Sezione del documento:
· · · · ·

E il lavoro? Massì, ragazzini, se insistete vi diamo anche il lavoro; ma sia chiara una cosa: voi non siete operai, avete studiato, siete la classe consumatrice, e quando i vostri genitori passeranno a miglior vita sarete la classe proprietaria: nel frattempo niente cantieri e fonderie, per quello ci sono i sommersi. Voi non avete bisogno di produrre: avete bisogno di un parcheggio. Voi cercate un lavoro creativo, stimolante, partime, la necessaria continuazione dei vostri cazzeggianti pomeriggi postscolastici: giocavate ai videogames? Arruolatevi nella new economy. Scrivevate poesie? Provate a fare i pubblicitari. Ascoltavate musica? Ci sarebbe un posto da diggei. Consumavate sostanze? Iniziate a rivenderle ai più giovani.
Tutto questo può sembrare un po' precario, ma non si tratta di una vera scelta di vita. Si tratta solo di non stare mani in mano in attesa dei 45-50 anni, quando finalmente entrerete in possesso del vostro ammortizzatore sociale, l'eredità di mamma e babbo. Se nel frattempo il babbo si è risposato con una tailandese – o la mamma è scappata con un nigeriano – o se entrambi, seriamente preoccupati per il vostro futuro si sono fatti convincere a comprare un bel pacco di bond argentini – sono un po' cazzi vostri, il vongole-welfare-state non può prevedere ogni cosa.
I giovani che si lamentano? I giovani che si lamentano sono quelli che non hanno capito il bello del sistema, che la vita comincia a 25 anni, quando hai ancora davanti a te 20 anni di allegra improvvisazione professionale. Ma pensa solo quanti uffici cambierai, quanti contratti, quanti TFR, quanti incontri con chissà quante commercialiste simpatiche e disponibili, e poi da cosa nasce cosa. Oppure sono i figli dei perdenti, quelli che non hanno nessuna villetta da parte: "i figli degli operai" che, come disse lucidamente il mai abbastanza compianto premier uscente, la sinistra vorrebbe mescolare ai "figli dei professionisti", probabilmente per creare un orrido ibrido antropomorfo trinariciuto.
I giovani che si lamentano di solito si scontrano con un muretto dialettico di di quaranta-cinquantenni opinionisti che li irride: ma come? Volete il posto fisso? La pappa pronta? Boulot-metro-dodo? Dove sono finiti gli ideali libertari della nostra generazione, l'immaginazione al potere vietato vietare e bla bla bla? Prego di notare un paio di dettagli:
(1) questi opinionisti sono, appunto, quaranta-cinquantenni: vale a dire che hanno appena ereditato. Se hanno mai nutrito serie preoccupazioni sul loro avvenire, le hanno appena dimenticate. Se è andata bene a loro, perché non dovrebbero svoltare pure i figli? Il pensiero che una certa fase di espansione economica (quella del trentennio che i francesi chiamano "les trois glorieuses": '50–'60–'70) sia definitivamente terminata – e che quindi i figli possano trovarsi in congiunture nettamente più sfavorevoli – non li attraversa nemmeno per sbaglio.

· · · · ·

Materiale fornito:
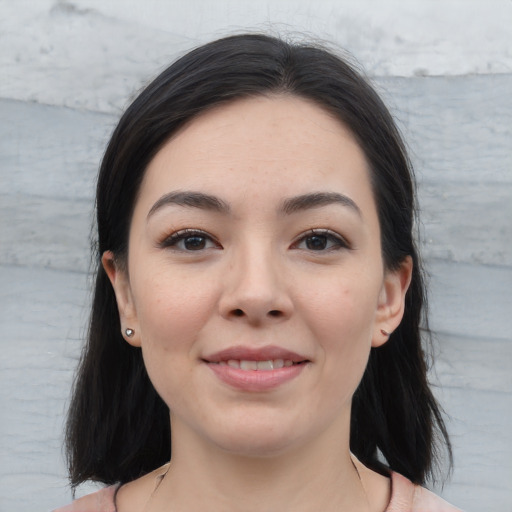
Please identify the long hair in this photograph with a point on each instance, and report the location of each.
(118, 427)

· · · · ·

Compiti da svolgere:
1/ Trascrivi fedelmente il passo del testo sui giovani e il lavoro compreso fra "I giovani che si lamentano?" e "ibrido antropomorfo trinariciuto.", estremi inclusi.
2/ Riprendi il testo sui giovani e il lavoro e proseguilo subito dopo la sua ultima frase.
Il materiale non ha alcun ruolo in questo lavoro.

Risposte attese:
1/
I giovani che si lamentano? I giovani che si lamentano sono quelli che non hanno capito il bello del sistema, che la vita comincia a 25 anni, quando hai ancora davanti a te 20 anni di allegra improvvisazione professionale. Ma pensa solo quanti uffici cambierai, quanti contratti, quanti TFR, quanti incontri con chissà quante commercialiste simpatiche e disponibili, e poi da cosa nasce cosa. Oppure sono i figli dei perdenti, quelli che non hanno nessuna villetta da parte: "i figli degli operai" che, come disse lucidamente il mai abbastanza compianto premier uscente, la sinistra vorrebbe mescolare ai "figli dei professionisti", probabilmente per creare un orrido ibrido antropomorfo trinariciuto.

2/
(2) questi opinionisti sono, di solito, giornalisti (= appartenenti a una casta professionale delle più protette al mondo) e spesso nemmeno freelance. Mi piacerebbe vederli, un bel giorno, ricevere la notizia che il giornale intende licenziarli il 30 luglio e riassumerli in settembre, senza pagare ferie, perché così si risparmiano un bel po' di soldi; e poi pensavamo di ri-licenziarti a Natale, e anche tra Pasqua e il primo maggio, ti fai un bel ponte, e puoi sempre chiedere un sussidio disoccupazione.
"Ma chi mi garantisce che mi riassumete?"
"Eh, che domande! Vuoi il posto fisso? Dove sono finiti gli ideali libertari della tua generazione?"
I giovani che si lamentano vorrebbero essere adulti, in un mondo che di adulti non ha molto bisogno.
– Ha bisogno di vecchi, che tengano al sicuro i beni-rifugio (case); vecchi impauriti che ogni cinque anni votino per la sicurezza e la legalità.
– Ha bisogno di stranieri, senza troppi diritti, che facciano il lavoro duro senza complimenti.
– Ha bisogno di giovinastri dediti al consumo di tutte le merci necessarie.
La legge 30, che qualcuno chiama Biagi, va più o meno in questo senso. La legge 30 non prevede una generazione di ventenni o trentenni già adulti. Li tratta alla stregua di ragazzini, desiderosi di rimanere il più possibile in casa dei genitori. Ognuno, naturalmente, può raccontare la storia che preferisce, sulla legge 30. Io racconto la mia.
Si dia una ragazza A, che abita diciamo a 150 km. da un ragazzo B.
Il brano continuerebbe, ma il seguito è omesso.